- TEXTE À LIRE:
Je suis sorti ce matin, mais mélancolique et triste. Pour quelques kilomètres, comme pour un hommage à notre Gégé (Gérard Mayet) de Pau, emporté par l’une de ces maladies modernes que la pourtant puissante science d’aujourd’hui n’a pas encore réussi à éradiquer.

Saleté de vie, vicieuse, qui nous offre, à nous cyclistes d’expérience plus encore qu’au commun des mortels, de magnifiques moments de joie, de partage et de plaisirs, pour mieux, en retour, nous infliger des peines, d’autant plus cruelles que le sentiment était devenu plus fort avec la personne qu’elle nous force à quitter.

- LIGNES PRÉSENTÉES:

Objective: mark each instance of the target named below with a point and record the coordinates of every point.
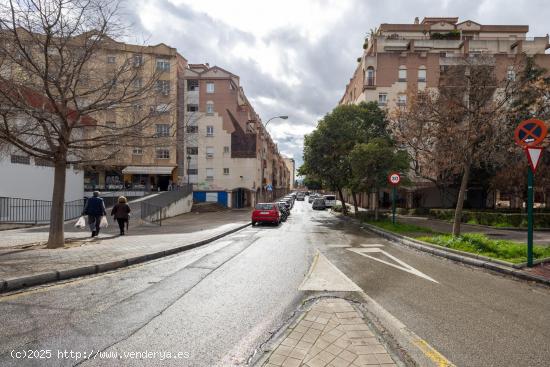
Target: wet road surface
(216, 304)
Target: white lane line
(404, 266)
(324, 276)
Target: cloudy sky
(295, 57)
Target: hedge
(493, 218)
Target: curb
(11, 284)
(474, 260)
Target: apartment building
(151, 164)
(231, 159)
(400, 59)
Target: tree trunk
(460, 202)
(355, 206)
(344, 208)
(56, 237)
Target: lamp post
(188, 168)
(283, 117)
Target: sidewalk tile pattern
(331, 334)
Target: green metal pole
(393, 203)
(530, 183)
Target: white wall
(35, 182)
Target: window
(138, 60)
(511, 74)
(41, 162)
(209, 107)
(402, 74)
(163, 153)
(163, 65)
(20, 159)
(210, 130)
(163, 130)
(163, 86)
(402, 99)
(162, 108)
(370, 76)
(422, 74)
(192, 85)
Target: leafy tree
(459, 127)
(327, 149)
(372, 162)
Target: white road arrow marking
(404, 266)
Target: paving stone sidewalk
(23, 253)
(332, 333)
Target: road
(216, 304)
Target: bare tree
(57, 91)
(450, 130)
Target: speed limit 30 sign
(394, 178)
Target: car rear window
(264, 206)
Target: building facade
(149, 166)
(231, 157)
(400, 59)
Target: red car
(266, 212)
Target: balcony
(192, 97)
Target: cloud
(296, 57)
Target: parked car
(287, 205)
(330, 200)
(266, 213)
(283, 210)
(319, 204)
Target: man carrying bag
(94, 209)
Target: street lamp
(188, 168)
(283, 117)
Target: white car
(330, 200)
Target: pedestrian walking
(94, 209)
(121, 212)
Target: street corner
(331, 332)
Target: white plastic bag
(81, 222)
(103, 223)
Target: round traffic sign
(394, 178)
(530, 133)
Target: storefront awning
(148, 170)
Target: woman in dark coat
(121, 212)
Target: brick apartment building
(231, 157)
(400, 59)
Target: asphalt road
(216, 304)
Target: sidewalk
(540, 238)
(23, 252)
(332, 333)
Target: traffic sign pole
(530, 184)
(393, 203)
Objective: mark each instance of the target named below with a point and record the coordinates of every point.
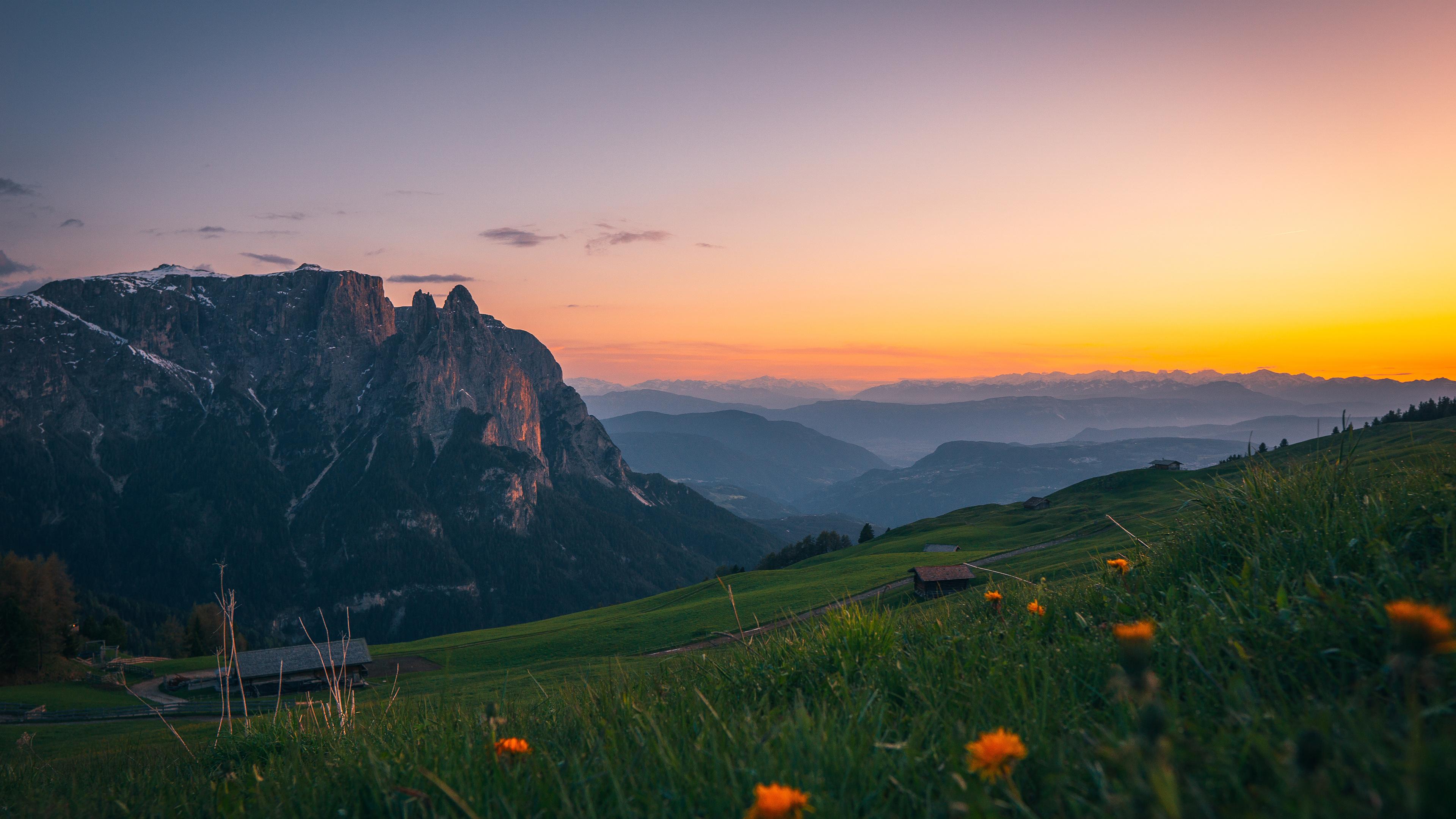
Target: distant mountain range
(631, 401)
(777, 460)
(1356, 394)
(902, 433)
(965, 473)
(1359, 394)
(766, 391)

- PROBLÈME:
Recopiez à l'identique, s'il vous plaît, le passage du texte à lire qui commence par « Je suis sorti » et se poursuit jusqu'à « force à quitter. ».

- RÉPONSE RÉDIGÉE:
Je suis sorti ce matin, mais mélancolique et triste. Pour quelques kilomètres, comme pour un hommage à notre Gégé (Gérard Mayet) de Pau, emporté par l’une de ces maladies modernes que la pourtant puissante science d’aujourd’hui n’a pas encore réussi à éradiquer.

Saleté de vie, vicieuse, qui nous offre, à nous cyclistes d’expérience plus encore qu’au commun des mortels, de magnifiques moments de joie, de partage et de plaisirs, pour mieux, en retour, nous infliger des peines, d’autant plus cruelles que le sentiment était devenu plus fort avec la personne qu’elle nous force à quitter.